A friend called the other day and said: “Tony, I can’t figure out which networking meetings are worth it and which ones are not! Help!”

Here are some thoughts:

First of all, networking is important, but not all networking is the same. Far too many people replace real networking with professional socializing. Consultants are comfortable hanging out with consultants. Technical writers are comfortable hanging out with technical writers. Healers like to hang out with other healers. Like all socializing, that can be a very enjoyable activity. But it is NOT networking for business.

In my friend’s case, someone suggested that he attend a talk by someone else in his field. “You guys need to know each other!” someone told him. Maybe, but during the limited time my friend has to pursue new business, he needs to pursue new business, not listen to a two hour lecture from a competitor! Many new entrepreneurs, including yours truly, make this mistake early in their careers.

» **GIVEN TASK 1**
Translate this sentence from the networking piece into Spanish: "Far too many people replace real networking with professional socializing."
The networking piece and the records have nothing to do with each other.

» **LISTING**
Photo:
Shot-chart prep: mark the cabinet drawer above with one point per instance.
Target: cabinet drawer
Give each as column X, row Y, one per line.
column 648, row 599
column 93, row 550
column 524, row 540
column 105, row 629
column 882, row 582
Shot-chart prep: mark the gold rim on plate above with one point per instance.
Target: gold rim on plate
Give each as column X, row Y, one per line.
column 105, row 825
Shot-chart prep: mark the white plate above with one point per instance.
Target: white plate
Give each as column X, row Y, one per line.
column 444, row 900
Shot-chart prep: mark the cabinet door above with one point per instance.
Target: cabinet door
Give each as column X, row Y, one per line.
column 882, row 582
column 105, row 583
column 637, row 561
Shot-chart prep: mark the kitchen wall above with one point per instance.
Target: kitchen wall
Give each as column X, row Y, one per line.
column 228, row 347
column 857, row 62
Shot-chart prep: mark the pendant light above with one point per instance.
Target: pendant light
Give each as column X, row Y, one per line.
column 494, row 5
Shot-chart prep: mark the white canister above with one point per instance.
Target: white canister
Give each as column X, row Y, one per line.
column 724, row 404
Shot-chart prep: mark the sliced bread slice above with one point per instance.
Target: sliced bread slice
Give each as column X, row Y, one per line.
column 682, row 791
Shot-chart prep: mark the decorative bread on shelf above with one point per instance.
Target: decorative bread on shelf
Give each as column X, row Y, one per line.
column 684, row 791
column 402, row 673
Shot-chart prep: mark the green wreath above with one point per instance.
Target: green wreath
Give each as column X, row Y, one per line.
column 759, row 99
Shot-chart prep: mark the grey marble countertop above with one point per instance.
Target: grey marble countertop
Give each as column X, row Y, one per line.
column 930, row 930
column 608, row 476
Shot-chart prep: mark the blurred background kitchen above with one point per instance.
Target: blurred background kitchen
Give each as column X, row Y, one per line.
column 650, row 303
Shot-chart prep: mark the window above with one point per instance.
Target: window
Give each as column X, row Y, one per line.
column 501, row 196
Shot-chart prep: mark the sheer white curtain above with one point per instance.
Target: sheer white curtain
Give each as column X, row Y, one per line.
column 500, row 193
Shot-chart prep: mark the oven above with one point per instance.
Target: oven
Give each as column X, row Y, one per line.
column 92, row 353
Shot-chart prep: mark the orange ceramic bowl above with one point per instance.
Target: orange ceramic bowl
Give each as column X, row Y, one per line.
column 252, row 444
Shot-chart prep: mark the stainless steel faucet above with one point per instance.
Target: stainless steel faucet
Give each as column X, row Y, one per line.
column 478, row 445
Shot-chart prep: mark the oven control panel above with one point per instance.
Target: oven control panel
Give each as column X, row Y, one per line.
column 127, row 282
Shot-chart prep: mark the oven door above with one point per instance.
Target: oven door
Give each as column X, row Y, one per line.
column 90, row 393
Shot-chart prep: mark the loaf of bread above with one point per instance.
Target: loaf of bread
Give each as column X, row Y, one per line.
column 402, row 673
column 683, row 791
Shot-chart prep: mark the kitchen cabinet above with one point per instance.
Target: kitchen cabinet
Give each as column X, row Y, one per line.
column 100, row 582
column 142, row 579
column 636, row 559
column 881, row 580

» **GIVEN TASK 2**
In the records, duplicate the lines starting at the one that contains "Shot-chart prep: mark the pendant" and ending at the one that contains "column 724, row 404".

» **WRITTEN SOLUTION 1**
Demasiadas personas sustituyen la verdadera creación de redes de contactos por la socialización profesional.

» **WRITTEN SOLUTION 2**
Shot-chart prep: mark the pendant light above with one point per instance.
Target: pendant light
Give each as column X, row Y, one per line.
column 494, row 5
Shot-chart prep: mark the white canister above with one point per instance.
Target: white canister
Give each as column X, row Y, one per line.
column 724, row 404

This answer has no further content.